> **Directions**
Each line from the one containing "In this exercise you will tag the light" to the end of the records should be copied exactly, and no other line.
-- Listed records follows --
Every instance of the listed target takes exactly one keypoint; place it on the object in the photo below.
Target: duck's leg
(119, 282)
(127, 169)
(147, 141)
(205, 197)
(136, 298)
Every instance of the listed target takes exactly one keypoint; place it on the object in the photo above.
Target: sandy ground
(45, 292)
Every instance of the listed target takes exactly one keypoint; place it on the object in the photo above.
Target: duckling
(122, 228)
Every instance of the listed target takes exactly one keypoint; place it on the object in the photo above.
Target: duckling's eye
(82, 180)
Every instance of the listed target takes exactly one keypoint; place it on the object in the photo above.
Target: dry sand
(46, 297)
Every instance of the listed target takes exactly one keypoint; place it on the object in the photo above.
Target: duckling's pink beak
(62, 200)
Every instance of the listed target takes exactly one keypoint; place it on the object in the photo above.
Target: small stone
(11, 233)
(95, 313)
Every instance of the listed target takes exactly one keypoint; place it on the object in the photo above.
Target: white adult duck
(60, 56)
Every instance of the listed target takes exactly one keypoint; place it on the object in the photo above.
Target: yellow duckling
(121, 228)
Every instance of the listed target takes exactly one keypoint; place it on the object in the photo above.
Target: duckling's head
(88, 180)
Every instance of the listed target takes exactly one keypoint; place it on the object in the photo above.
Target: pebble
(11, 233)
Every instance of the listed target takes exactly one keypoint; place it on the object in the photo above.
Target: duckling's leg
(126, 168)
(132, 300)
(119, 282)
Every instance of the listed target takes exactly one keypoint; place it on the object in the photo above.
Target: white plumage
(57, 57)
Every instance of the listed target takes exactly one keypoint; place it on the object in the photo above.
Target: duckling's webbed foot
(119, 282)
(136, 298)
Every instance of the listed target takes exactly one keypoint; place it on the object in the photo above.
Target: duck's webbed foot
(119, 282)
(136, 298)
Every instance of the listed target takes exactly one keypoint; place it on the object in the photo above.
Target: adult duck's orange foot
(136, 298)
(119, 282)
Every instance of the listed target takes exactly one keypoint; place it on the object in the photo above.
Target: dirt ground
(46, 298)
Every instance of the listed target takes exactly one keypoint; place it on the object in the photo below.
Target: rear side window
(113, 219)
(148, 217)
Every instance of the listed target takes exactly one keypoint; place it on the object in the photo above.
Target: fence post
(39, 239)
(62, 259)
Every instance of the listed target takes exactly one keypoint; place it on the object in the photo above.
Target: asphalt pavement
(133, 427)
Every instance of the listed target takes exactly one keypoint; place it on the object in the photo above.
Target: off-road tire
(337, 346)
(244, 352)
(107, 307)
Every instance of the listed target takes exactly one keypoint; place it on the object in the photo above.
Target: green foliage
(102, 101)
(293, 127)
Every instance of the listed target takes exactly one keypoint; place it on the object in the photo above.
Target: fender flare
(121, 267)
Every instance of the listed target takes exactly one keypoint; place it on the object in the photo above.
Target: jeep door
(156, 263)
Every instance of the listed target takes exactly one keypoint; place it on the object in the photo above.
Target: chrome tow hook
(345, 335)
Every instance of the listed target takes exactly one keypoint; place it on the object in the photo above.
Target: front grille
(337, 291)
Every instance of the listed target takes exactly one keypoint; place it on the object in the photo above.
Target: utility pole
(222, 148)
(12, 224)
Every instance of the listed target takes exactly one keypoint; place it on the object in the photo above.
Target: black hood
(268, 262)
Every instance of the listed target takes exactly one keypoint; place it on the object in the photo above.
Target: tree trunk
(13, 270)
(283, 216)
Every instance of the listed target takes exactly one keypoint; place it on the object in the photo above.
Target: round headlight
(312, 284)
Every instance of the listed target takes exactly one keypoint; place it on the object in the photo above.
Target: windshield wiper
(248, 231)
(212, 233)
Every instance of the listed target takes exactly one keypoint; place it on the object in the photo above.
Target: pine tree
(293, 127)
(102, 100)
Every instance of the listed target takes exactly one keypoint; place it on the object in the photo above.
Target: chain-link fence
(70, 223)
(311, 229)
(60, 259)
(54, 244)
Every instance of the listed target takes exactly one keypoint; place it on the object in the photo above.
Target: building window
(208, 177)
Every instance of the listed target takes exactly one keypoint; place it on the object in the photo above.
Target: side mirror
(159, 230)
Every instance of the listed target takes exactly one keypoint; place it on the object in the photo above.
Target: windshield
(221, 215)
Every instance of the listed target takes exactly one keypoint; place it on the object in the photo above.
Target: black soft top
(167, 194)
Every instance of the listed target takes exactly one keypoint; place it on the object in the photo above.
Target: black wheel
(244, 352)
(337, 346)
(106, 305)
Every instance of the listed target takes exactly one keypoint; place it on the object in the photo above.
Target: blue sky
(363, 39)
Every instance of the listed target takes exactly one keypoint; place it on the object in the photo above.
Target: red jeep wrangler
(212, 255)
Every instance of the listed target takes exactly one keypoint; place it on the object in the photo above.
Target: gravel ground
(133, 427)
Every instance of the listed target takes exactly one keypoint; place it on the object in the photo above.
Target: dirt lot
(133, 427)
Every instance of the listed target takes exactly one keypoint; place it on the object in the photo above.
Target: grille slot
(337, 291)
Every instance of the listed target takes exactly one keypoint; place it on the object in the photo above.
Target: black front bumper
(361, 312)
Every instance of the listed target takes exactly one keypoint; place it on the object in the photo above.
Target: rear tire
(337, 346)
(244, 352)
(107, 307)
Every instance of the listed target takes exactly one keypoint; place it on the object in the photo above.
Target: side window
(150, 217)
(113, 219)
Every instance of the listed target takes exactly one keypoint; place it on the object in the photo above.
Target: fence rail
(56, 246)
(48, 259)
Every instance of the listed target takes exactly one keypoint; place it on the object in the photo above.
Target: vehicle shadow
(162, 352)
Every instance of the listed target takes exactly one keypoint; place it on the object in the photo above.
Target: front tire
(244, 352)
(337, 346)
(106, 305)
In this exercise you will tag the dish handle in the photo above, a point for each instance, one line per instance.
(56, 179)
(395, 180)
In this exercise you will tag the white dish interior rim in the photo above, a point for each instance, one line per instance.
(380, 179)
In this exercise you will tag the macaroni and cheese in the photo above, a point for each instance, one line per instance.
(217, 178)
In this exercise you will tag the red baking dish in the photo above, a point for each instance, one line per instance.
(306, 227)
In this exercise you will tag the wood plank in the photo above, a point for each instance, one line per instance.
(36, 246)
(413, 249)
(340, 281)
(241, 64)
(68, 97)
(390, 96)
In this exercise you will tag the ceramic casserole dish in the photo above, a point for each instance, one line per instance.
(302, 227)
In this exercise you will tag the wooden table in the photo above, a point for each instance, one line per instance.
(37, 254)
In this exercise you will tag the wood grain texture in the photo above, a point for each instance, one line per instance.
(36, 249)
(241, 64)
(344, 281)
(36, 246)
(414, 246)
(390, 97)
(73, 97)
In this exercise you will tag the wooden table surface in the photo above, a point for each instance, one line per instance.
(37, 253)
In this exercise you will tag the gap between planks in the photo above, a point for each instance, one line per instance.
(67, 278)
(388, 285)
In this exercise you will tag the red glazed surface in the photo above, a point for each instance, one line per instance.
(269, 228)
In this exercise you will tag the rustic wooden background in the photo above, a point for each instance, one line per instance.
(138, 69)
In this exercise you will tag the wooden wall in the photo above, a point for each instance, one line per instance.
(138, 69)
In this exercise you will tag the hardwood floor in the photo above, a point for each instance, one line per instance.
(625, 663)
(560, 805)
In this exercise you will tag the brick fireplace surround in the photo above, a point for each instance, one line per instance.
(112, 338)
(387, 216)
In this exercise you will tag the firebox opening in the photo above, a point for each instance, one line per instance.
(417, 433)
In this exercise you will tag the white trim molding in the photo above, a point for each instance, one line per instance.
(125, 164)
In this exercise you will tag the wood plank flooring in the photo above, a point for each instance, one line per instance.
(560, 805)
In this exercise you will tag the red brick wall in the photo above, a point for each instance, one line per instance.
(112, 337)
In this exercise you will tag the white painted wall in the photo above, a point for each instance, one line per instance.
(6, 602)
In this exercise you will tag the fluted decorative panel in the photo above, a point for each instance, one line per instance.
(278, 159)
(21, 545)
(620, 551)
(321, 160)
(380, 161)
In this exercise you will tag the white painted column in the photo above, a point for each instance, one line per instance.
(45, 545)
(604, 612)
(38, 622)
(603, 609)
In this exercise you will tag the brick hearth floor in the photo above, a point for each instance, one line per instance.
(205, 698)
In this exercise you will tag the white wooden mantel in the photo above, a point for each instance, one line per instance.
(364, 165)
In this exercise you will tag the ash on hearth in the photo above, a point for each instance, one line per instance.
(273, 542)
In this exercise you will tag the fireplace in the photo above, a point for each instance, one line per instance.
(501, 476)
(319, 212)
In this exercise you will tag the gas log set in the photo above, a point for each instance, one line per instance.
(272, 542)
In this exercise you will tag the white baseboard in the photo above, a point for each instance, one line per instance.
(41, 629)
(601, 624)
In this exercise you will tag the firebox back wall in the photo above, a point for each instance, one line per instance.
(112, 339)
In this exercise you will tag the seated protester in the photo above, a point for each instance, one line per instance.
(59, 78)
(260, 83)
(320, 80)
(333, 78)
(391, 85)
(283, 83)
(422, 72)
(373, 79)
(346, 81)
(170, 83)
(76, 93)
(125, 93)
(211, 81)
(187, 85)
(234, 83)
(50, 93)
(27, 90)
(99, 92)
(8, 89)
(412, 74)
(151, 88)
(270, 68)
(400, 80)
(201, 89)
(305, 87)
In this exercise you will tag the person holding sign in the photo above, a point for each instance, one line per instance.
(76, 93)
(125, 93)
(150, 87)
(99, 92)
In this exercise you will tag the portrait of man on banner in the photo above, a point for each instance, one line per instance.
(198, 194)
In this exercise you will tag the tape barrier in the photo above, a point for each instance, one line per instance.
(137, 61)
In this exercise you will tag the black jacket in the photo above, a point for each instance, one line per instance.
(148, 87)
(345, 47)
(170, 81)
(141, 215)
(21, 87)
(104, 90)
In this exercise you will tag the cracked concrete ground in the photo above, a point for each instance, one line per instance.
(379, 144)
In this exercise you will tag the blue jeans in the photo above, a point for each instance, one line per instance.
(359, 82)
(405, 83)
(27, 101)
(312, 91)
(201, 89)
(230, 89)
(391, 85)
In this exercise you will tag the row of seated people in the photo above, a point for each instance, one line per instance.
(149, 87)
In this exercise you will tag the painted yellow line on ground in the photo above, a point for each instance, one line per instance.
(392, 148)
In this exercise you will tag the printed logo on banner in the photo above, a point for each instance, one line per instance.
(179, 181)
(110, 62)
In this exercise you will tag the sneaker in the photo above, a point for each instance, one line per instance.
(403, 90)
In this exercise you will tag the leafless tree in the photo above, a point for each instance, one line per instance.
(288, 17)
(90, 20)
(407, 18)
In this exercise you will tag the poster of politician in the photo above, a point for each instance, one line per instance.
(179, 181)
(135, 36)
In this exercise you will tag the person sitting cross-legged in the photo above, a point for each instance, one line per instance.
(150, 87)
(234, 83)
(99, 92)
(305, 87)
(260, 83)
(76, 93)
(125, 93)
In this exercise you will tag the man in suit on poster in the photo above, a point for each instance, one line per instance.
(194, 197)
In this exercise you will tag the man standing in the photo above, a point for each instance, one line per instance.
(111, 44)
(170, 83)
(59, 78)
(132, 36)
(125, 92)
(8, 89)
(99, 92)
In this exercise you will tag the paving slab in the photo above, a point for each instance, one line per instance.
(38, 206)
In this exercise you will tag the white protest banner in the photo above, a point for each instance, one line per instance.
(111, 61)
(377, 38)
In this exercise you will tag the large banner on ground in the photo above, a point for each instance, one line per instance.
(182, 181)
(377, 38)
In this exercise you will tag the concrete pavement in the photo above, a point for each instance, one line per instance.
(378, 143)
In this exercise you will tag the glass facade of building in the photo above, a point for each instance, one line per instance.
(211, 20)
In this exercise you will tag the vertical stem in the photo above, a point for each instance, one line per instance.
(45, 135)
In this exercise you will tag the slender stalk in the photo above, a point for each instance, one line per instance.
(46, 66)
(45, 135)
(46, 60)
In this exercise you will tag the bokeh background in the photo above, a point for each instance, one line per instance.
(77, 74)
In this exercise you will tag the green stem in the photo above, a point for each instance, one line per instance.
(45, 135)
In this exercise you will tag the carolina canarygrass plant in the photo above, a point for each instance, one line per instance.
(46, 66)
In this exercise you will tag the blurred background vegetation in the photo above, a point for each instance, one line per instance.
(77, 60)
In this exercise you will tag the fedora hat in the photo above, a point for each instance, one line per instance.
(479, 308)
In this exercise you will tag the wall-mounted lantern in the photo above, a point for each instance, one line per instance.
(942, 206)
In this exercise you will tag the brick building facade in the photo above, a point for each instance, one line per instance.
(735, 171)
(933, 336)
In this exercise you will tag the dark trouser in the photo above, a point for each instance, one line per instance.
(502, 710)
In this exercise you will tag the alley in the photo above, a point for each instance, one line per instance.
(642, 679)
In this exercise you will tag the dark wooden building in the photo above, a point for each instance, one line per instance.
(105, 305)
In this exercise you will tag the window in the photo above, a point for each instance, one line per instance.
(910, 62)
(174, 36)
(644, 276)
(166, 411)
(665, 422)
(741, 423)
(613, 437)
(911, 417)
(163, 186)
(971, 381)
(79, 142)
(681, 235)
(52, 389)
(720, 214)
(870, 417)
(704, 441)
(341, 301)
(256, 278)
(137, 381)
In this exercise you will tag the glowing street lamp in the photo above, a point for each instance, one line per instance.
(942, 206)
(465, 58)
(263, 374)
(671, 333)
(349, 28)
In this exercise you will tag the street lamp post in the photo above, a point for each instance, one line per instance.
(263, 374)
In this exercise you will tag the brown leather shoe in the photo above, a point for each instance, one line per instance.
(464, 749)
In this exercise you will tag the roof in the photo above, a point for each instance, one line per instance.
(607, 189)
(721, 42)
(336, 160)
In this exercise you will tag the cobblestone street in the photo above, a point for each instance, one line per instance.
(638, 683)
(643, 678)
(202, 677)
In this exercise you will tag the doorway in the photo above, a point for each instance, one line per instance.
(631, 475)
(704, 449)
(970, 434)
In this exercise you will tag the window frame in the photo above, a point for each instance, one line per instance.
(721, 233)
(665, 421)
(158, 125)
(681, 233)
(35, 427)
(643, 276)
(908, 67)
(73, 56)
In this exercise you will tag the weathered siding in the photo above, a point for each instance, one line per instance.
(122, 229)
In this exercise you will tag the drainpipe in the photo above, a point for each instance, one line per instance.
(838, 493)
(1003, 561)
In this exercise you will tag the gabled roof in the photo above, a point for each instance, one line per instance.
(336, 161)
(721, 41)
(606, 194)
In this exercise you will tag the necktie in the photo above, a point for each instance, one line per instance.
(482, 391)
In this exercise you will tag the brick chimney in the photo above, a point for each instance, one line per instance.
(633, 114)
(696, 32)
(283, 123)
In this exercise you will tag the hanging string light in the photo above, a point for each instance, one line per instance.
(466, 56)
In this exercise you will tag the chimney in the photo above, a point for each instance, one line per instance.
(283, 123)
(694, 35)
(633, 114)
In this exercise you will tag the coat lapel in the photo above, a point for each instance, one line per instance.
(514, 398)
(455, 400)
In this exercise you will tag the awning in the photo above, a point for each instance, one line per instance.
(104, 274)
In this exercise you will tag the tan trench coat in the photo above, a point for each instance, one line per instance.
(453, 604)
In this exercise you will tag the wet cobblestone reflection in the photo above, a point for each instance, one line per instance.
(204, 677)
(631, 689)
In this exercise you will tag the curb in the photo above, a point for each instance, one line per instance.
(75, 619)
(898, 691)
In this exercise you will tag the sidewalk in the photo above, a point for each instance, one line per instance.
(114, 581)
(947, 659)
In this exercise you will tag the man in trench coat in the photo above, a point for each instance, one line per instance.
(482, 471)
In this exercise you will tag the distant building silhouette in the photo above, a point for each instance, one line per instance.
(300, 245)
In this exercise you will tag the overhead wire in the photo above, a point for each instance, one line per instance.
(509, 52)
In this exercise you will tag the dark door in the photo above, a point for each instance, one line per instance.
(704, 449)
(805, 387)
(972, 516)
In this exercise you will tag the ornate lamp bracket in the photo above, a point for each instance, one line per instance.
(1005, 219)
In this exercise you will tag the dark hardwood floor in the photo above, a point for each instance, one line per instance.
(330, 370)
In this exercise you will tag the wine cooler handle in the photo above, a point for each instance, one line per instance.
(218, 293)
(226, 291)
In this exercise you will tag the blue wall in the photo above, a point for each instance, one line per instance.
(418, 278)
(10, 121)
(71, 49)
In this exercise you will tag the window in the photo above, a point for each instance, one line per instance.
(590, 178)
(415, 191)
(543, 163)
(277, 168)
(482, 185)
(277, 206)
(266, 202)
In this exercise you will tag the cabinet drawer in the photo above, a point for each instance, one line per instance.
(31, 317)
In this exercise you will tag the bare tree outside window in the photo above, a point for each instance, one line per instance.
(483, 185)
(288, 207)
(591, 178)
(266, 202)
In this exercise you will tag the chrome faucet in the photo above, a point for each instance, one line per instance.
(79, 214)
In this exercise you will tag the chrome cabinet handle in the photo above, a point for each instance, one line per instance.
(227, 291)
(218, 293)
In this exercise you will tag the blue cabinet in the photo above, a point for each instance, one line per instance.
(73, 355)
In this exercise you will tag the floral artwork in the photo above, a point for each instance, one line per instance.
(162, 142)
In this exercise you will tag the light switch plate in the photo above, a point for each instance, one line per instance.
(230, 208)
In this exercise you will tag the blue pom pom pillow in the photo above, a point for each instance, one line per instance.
-- Listed records concluded --
> **Reply**
In this exercise you will tag the light switch plate in the photo above, a point for each instance, one line per instance.
(230, 208)
In this exercise you will tag the blue pom pom pillow in the photo above, a point for each instance, one line per instance.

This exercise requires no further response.